== INSTRUCTIONS TO FOLLOW ==
Could you transcribe every record below exactly, leaving out any pictures?

BEGIN PROVIDED DATA

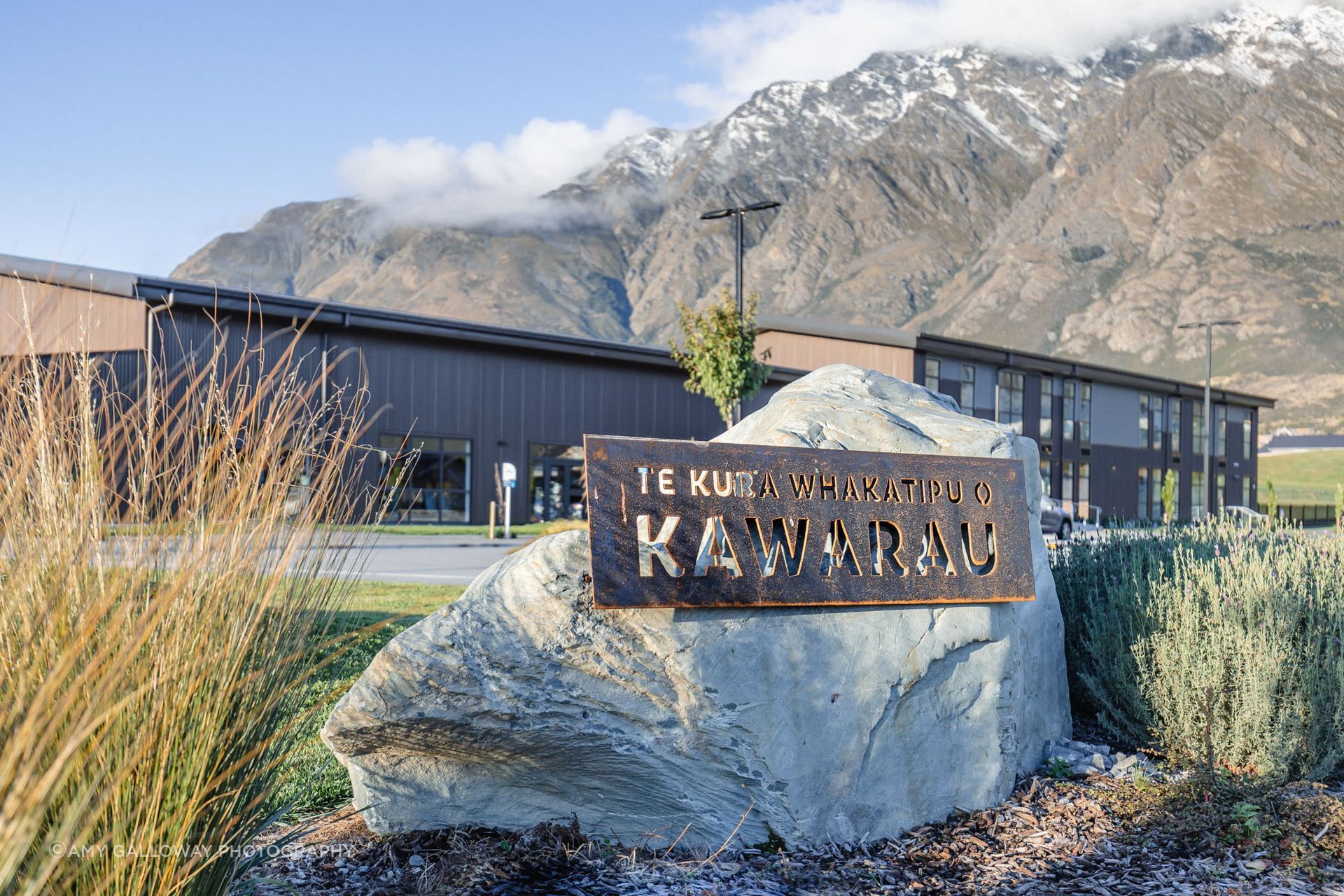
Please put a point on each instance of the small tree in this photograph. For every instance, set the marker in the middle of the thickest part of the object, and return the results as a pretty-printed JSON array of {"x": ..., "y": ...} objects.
[
  {"x": 720, "y": 354},
  {"x": 1170, "y": 496}
]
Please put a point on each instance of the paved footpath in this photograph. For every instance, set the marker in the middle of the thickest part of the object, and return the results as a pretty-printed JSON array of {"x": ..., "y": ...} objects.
[{"x": 438, "y": 559}]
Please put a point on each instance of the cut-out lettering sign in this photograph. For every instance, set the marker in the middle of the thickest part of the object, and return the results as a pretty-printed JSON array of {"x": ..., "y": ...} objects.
[{"x": 707, "y": 524}]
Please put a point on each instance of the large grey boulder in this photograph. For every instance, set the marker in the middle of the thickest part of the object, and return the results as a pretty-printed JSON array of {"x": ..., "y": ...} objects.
[{"x": 521, "y": 703}]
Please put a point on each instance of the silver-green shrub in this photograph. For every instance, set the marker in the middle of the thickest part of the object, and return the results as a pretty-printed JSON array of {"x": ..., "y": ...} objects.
[{"x": 1212, "y": 636}]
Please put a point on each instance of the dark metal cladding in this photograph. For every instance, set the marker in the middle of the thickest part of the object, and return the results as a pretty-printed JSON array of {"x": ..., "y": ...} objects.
[{"x": 707, "y": 524}]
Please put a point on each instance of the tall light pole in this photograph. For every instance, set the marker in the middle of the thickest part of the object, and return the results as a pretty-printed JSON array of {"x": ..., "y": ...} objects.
[
  {"x": 739, "y": 214},
  {"x": 1209, "y": 384}
]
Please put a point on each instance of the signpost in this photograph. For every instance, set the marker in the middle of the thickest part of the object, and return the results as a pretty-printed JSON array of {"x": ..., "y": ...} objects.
[
  {"x": 707, "y": 524},
  {"x": 508, "y": 476}
]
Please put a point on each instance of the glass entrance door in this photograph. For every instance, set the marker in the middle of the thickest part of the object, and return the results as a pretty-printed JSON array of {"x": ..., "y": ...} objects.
[{"x": 558, "y": 482}]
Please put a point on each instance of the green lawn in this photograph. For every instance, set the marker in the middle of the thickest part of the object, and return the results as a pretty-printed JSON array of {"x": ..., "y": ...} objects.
[
  {"x": 314, "y": 780},
  {"x": 1304, "y": 477}
]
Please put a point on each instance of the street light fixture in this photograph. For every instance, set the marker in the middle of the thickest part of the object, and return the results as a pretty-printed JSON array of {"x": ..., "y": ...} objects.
[
  {"x": 739, "y": 213},
  {"x": 1209, "y": 414}
]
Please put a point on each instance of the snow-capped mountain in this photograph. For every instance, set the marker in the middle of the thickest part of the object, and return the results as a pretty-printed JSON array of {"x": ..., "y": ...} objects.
[{"x": 1075, "y": 206}]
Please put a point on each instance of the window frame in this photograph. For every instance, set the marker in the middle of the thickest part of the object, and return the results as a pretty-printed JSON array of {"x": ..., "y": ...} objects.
[
  {"x": 968, "y": 409},
  {"x": 1015, "y": 416},
  {"x": 442, "y": 493}
]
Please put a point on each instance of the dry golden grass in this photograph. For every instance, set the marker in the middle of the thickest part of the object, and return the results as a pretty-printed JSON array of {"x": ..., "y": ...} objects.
[{"x": 148, "y": 682}]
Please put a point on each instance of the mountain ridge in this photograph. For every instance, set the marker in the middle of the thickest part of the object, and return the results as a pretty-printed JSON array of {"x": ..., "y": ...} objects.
[{"x": 1081, "y": 207}]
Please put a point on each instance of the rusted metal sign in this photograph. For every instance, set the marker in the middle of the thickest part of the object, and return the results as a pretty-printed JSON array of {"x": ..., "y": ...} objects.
[{"x": 707, "y": 524}]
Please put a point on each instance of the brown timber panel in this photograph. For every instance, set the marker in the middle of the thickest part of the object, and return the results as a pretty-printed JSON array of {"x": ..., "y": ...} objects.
[
  {"x": 65, "y": 320},
  {"x": 809, "y": 352},
  {"x": 704, "y": 524}
]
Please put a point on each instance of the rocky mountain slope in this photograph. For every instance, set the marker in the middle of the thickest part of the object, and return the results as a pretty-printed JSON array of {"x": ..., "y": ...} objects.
[{"x": 1075, "y": 206}]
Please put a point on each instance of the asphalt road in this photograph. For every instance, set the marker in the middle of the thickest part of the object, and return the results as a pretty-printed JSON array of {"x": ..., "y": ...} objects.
[{"x": 440, "y": 559}]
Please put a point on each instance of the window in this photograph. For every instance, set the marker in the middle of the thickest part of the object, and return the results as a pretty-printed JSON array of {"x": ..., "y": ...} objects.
[
  {"x": 1047, "y": 409},
  {"x": 1084, "y": 489},
  {"x": 1070, "y": 415},
  {"x": 1200, "y": 431},
  {"x": 1085, "y": 412},
  {"x": 1174, "y": 425},
  {"x": 428, "y": 479},
  {"x": 1012, "y": 386},
  {"x": 933, "y": 372},
  {"x": 1077, "y": 412},
  {"x": 556, "y": 485}
]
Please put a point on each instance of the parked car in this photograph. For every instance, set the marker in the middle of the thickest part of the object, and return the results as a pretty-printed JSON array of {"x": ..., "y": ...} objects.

END PROVIDED DATA

== RESULT OF THE EXERCISE ==
Please put a point on each instance of the small tree in this photograph. For every instance, set the marker in the middle of the thickest part of the object, and return the results as a pretty-printed JSON array of {"x": ..., "y": ...} objects.
[
  {"x": 720, "y": 354},
  {"x": 1170, "y": 496}
]
Please put a point on each instance of the paved footpath in this photograph. For every instance, set the marker in the middle of the thickest part of the object, and return the results as a pretty-printed JSON array of {"x": ..., "y": ...} objects.
[{"x": 438, "y": 559}]
Please put a point on each instance of the cut-out lettering sign in this photograph. For every instance, set the marker in the middle of the thickest part of the object, and return the results as a pretty-printed JSON array of {"x": ..., "y": ...} objects.
[{"x": 707, "y": 524}]
Please put a point on each instance of the large grey boulder in this photograph. For every instance, set the marker in the middle of the thickest part of the object, and return the results as a pretty-printed JSON array of {"x": ..., "y": ...} objects.
[{"x": 521, "y": 703}]
Please put a point on each instance of the silver-green shrub in this photograph. For every instance, set the marker in the middle of the thickest part of the object, and return the results as a pretty-printed JSON array of {"x": ..., "y": ...} objects.
[{"x": 1212, "y": 636}]
Please put a point on each instance of the dark metal cladding in this photograph. For every instance, set the marker in the middle of the thickest part of the object, and return the results as a pretty-printed JSON array of {"x": ..., "y": ...} objects.
[{"x": 707, "y": 524}]
Please put a point on each instance of the tall light pole in this photograph. For every instance, set the marker in the middle of the thickest part of the object, and return the results as a pretty-printed JSON array of {"x": ..., "y": ...} objects.
[
  {"x": 739, "y": 214},
  {"x": 1209, "y": 384}
]
Please put a point on each instance of the signpost in this photograph. For every instance, set the marker in the middle of the thickest part of the object, and return the results as a pretty-printed JSON array of {"x": ..., "y": ...} objects.
[
  {"x": 707, "y": 524},
  {"x": 508, "y": 476}
]
Please put a point on each instance of the glass entrance door in this photograph. For every instance, set the marker in the middle of the thickest part of the object, and return the results as a pretty-printed JSON array of {"x": ..., "y": ...} objects.
[{"x": 558, "y": 482}]
Please put a point on each instance of the green lawn in this photograph. For every instance, set the marker in the middle of the thickest part of the object, and return the results as a pretty-printed JSON array of {"x": ..., "y": ...} objects.
[
  {"x": 314, "y": 780},
  {"x": 1304, "y": 477}
]
Please put a point on each instance of the street light fixture in this photograph. For every instance, set the marker in the middle of the thickest part of the object, and return the results as a pretty-printed JSON array of {"x": ..., "y": ...} objects.
[
  {"x": 739, "y": 213},
  {"x": 1209, "y": 414}
]
Please put a point on each instance of the snow-capped mountain in this photograph. For every instance, set the marker in the middle of the thickest part of the object, and return the results as a pretty-printed JSON array of {"x": ..., "y": ...} objects.
[{"x": 1075, "y": 206}]
Please put a point on each instance of the window frame in this photograph. For every instance, set the marker in the middle of the thickest part of the object, and return the results as a pretty-printed JSON array of {"x": ..., "y": ...} objects.
[
  {"x": 968, "y": 409},
  {"x": 1015, "y": 416},
  {"x": 442, "y": 493}
]
Please put a point on each instance of the dry golden grass in this photograph. For every instance, set the marker in the middle of the thickest part of the object, and return the results as a pretty-printed JSON array of {"x": ..., "y": ...} objects.
[{"x": 148, "y": 682}]
Please put a point on each instance of the mountain ridge in this photograph. For every instance, set the marker in the middle of the thickest part of the object, and return the results as a pretty-printed JSON array of {"x": ..., "y": ...} objects.
[{"x": 1081, "y": 207}]
Please put a point on each instance of the rusted metal sign in this photograph. For every instance, set the marker in the middle of the thickest part of the object, and return the results as a pretty-printed JSON array of {"x": ..., "y": ...} objects.
[{"x": 707, "y": 524}]
Please put a point on each instance of the brown timber panel in this photograph. For every instance, set the marker in the middle of the thickest part of the object, and return the results as a pretty-printed JSON array of {"x": ..., "y": ...} objects.
[
  {"x": 65, "y": 320},
  {"x": 809, "y": 352},
  {"x": 704, "y": 524}
]
Please put a point on each instance of the rocky mountain slope in this photograph. For every instance, set the marker in the middle of the thickest part of the object, and return the results as a pretty-printed JSON array of {"x": ..., "y": ...} objects.
[{"x": 1075, "y": 206}]
Please put a point on each instance of the asphalt road in this photograph. For every instance, set the marker in the middle of the thickest part of the object, and return the results as a pretty-printed JSON array of {"x": ..., "y": ...} objects.
[{"x": 440, "y": 559}]
Please put a point on each instance of the window in this photograph. For every instance, set the marker in the middle of the thickest part of the object, and return the results as a pretty-printed JSON array of {"x": ..., "y": ...} objects.
[
  {"x": 1047, "y": 409},
  {"x": 1084, "y": 489},
  {"x": 1070, "y": 415},
  {"x": 1200, "y": 431},
  {"x": 1085, "y": 412},
  {"x": 1174, "y": 425},
  {"x": 428, "y": 479},
  {"x": 1012, "y": 386},
  {"x": 933, "y": 372},
  {"x": 1077, "y": 412},
  {"x": 556, "y": 485}
]
Please put a point on each instance of the parked car in this photograph. For every instance, set the marker in the middle of the thickest part of the object, and return the results as a pretty-printed JSON array of {"x": ..., "y": ...} objects.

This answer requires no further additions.